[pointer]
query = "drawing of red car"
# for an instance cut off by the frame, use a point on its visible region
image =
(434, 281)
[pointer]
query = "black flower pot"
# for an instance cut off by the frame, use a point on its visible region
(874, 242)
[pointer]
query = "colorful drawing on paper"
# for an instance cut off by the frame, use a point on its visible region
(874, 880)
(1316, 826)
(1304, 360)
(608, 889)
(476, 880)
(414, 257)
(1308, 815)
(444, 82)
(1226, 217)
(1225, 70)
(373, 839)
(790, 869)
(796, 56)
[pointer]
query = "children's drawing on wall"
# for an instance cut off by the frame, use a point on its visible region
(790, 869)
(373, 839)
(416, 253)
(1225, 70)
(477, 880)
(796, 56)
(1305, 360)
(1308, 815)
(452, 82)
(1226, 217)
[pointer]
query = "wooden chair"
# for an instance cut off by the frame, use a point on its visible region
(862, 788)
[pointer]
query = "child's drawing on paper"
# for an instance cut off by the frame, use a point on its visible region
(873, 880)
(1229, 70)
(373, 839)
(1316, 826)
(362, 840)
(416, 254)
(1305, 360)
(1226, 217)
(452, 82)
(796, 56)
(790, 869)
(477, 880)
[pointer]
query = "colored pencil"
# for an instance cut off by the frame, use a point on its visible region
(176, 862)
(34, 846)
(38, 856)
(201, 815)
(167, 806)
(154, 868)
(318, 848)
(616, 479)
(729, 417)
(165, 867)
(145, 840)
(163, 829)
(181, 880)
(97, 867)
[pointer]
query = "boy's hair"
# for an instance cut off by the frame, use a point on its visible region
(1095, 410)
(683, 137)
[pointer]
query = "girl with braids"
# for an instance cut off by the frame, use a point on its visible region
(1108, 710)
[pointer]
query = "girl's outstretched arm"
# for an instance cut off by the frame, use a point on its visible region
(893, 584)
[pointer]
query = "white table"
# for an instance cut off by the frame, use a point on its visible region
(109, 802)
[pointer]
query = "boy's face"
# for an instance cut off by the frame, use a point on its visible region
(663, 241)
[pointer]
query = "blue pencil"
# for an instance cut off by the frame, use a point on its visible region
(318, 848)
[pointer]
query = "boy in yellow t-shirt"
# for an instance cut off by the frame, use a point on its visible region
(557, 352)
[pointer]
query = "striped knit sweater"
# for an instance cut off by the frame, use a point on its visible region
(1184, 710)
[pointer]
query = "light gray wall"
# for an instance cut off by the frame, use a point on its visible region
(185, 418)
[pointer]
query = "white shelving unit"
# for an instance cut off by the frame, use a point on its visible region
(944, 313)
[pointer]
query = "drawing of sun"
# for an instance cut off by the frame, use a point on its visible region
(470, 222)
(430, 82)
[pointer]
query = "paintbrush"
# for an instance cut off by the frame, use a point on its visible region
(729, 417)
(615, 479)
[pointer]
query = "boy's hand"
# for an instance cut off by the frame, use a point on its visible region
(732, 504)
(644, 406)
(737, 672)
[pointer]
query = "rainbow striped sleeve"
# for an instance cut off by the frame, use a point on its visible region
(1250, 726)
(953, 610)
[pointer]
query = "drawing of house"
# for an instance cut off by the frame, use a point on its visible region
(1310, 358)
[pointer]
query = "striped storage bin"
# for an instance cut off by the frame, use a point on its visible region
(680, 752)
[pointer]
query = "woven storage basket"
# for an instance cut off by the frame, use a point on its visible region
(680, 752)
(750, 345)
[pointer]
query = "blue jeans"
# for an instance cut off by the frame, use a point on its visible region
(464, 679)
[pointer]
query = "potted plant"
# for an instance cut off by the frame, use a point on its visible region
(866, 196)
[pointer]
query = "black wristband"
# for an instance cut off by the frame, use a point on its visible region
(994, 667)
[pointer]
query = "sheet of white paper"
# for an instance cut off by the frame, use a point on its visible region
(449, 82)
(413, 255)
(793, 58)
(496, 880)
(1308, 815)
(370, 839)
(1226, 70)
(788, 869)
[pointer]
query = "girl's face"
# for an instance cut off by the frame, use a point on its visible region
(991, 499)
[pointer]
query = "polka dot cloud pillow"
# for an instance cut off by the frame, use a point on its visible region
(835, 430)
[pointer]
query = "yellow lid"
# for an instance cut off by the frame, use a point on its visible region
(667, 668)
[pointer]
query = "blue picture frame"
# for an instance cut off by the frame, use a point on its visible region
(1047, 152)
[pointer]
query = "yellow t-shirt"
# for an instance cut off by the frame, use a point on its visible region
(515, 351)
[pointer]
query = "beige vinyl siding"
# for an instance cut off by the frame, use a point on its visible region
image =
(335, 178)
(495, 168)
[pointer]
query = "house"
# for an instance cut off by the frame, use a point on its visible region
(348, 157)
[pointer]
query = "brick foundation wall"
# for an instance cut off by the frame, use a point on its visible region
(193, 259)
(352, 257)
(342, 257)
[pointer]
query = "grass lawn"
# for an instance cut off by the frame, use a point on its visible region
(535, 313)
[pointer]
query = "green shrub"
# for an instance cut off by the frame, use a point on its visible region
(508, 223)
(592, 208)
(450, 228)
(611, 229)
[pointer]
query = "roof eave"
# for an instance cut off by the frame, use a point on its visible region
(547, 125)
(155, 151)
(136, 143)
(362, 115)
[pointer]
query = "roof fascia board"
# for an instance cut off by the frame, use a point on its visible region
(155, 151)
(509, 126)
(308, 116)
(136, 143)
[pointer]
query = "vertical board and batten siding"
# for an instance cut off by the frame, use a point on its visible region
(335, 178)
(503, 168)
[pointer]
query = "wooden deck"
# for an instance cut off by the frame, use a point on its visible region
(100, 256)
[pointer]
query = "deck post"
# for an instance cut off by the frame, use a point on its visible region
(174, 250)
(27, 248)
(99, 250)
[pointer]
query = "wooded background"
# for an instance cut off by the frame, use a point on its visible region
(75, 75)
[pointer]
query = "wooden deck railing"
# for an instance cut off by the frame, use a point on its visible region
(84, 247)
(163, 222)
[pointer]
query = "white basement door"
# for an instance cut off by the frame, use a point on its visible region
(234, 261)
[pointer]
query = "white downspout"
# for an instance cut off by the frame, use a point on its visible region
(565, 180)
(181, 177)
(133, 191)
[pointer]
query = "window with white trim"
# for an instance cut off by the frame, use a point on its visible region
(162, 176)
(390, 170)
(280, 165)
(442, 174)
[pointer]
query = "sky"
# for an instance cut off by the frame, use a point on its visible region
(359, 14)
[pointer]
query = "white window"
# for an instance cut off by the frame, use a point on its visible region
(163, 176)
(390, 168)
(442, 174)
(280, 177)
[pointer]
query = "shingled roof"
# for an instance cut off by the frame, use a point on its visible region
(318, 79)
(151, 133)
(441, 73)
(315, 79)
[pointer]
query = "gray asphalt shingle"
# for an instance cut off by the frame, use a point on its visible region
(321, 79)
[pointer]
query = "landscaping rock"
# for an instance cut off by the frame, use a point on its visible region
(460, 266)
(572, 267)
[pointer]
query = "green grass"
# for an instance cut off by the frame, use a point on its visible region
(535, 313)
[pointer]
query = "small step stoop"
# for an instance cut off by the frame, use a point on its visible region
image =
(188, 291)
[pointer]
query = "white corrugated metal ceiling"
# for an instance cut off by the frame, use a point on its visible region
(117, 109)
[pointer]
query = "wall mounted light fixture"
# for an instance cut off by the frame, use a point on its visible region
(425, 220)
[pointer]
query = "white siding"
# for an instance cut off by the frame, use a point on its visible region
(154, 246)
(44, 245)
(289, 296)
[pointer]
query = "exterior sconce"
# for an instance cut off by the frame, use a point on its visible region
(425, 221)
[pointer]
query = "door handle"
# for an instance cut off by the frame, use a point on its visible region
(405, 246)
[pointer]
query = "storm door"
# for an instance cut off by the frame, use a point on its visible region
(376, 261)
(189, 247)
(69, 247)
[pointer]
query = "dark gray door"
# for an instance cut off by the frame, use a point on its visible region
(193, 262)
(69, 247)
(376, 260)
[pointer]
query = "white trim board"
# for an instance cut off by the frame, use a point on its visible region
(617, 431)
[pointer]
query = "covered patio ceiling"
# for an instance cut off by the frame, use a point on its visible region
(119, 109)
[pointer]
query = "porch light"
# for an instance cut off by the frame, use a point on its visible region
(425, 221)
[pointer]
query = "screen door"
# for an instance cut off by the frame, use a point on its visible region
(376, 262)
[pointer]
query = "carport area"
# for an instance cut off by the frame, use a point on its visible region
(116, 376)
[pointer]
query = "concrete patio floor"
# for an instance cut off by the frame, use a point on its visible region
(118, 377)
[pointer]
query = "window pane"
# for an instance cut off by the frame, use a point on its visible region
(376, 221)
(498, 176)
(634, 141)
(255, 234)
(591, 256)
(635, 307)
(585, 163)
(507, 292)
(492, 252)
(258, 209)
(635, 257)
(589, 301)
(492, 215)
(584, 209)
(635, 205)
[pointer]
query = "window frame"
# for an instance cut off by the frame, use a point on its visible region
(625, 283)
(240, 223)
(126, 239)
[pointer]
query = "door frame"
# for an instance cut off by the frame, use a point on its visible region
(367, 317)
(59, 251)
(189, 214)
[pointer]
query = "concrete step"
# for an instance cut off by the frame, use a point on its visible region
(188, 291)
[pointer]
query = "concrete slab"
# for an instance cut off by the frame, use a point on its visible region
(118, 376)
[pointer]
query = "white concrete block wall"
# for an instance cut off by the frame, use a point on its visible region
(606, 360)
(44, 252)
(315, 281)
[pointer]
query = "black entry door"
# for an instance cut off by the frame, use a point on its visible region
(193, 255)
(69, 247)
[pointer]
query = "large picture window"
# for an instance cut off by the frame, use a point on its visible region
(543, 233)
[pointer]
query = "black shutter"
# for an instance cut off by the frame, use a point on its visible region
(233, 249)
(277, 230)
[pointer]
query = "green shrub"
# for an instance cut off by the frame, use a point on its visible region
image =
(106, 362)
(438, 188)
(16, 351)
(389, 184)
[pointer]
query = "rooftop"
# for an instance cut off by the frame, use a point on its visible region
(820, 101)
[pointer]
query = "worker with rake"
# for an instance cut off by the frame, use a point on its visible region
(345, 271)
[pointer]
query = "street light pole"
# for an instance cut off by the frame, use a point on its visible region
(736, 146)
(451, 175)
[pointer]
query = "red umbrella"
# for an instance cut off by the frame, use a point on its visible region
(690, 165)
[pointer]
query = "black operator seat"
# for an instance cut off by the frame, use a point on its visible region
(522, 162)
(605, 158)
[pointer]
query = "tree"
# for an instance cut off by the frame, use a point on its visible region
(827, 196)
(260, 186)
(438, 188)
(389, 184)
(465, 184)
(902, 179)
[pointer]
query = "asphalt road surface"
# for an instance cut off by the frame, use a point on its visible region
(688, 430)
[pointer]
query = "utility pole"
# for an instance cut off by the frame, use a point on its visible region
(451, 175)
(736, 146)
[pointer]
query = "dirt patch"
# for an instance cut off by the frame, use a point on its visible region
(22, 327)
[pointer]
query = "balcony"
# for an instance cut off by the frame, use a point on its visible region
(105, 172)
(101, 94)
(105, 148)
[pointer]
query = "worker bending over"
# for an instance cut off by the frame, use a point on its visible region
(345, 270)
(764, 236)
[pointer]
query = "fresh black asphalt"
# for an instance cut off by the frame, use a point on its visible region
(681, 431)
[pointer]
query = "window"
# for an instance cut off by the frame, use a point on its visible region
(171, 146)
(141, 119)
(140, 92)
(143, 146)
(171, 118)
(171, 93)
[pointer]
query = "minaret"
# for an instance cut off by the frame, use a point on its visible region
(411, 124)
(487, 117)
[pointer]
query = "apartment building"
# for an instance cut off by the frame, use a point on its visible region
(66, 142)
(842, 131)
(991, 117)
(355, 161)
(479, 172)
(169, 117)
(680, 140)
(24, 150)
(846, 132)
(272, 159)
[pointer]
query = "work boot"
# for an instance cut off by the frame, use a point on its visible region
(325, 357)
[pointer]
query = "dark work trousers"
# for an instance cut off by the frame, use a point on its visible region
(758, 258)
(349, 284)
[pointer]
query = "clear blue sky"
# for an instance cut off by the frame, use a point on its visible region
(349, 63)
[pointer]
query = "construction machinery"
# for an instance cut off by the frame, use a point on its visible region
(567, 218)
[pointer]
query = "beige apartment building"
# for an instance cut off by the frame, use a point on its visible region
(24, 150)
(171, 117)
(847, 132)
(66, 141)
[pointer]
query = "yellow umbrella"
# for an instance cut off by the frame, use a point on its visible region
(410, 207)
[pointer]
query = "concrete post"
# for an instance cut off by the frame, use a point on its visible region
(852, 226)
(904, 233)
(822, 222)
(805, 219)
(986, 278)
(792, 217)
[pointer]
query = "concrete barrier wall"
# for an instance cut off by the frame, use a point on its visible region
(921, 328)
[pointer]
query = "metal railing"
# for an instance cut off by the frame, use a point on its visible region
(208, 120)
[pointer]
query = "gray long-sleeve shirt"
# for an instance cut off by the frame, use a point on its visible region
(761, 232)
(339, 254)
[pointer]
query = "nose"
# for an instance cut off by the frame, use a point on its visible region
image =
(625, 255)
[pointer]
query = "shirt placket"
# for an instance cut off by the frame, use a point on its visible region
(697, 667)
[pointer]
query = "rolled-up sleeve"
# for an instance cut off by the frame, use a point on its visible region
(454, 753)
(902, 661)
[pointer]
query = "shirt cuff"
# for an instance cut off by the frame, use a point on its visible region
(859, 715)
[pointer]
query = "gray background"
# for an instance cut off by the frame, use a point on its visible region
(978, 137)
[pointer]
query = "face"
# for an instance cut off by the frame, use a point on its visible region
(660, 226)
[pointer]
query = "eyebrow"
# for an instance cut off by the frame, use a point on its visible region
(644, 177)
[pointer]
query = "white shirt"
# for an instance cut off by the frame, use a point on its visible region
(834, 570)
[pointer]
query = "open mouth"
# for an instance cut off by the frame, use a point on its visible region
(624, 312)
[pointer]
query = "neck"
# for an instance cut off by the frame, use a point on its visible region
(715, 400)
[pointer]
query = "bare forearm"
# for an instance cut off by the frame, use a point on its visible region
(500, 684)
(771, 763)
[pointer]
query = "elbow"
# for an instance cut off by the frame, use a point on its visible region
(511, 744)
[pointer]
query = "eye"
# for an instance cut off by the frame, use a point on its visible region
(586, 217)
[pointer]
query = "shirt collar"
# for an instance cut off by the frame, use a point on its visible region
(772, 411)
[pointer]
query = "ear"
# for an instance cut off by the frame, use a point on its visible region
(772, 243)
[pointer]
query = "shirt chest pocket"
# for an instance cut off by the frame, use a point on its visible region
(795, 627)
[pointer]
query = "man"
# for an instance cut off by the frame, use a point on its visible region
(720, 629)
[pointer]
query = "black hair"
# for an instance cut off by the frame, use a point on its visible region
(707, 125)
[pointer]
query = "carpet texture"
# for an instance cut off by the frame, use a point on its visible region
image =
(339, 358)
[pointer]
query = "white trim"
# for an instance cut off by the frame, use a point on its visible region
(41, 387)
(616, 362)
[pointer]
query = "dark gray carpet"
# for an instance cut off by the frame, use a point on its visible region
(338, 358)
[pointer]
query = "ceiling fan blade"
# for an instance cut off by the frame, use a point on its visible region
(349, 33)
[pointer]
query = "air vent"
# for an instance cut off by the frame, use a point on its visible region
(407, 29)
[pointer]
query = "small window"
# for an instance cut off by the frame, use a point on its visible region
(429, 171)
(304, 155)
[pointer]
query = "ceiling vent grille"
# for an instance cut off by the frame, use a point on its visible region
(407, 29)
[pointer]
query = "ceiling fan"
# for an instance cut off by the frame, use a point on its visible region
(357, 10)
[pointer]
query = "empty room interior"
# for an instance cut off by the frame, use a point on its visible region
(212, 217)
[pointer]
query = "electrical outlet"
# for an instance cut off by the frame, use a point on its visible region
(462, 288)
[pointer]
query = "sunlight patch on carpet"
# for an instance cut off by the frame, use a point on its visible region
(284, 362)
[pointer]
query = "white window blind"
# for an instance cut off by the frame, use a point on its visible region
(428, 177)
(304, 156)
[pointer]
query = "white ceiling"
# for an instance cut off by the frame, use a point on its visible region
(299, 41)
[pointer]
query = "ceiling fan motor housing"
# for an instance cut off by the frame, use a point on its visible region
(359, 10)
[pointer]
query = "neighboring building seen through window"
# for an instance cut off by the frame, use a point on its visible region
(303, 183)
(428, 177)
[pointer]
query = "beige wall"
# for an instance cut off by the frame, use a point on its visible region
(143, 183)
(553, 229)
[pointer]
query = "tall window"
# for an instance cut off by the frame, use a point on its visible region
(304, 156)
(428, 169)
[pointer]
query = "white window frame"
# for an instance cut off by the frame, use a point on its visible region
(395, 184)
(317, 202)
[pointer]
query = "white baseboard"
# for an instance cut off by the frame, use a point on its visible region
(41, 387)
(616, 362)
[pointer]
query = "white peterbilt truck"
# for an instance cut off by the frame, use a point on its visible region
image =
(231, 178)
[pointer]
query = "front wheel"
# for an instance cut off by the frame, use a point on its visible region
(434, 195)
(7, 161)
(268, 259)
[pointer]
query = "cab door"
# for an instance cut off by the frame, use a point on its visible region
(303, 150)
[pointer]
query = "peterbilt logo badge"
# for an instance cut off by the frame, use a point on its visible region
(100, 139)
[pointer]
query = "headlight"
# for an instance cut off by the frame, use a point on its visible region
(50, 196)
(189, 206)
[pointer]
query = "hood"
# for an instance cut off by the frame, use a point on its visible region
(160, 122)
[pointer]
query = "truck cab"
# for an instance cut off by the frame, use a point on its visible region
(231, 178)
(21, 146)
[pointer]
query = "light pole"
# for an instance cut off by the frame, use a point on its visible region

### WHAT THE EXERCISE ASKS
How many lines in the records above contain the string "with"? State the number and nothing more.

### TASK RESULT
3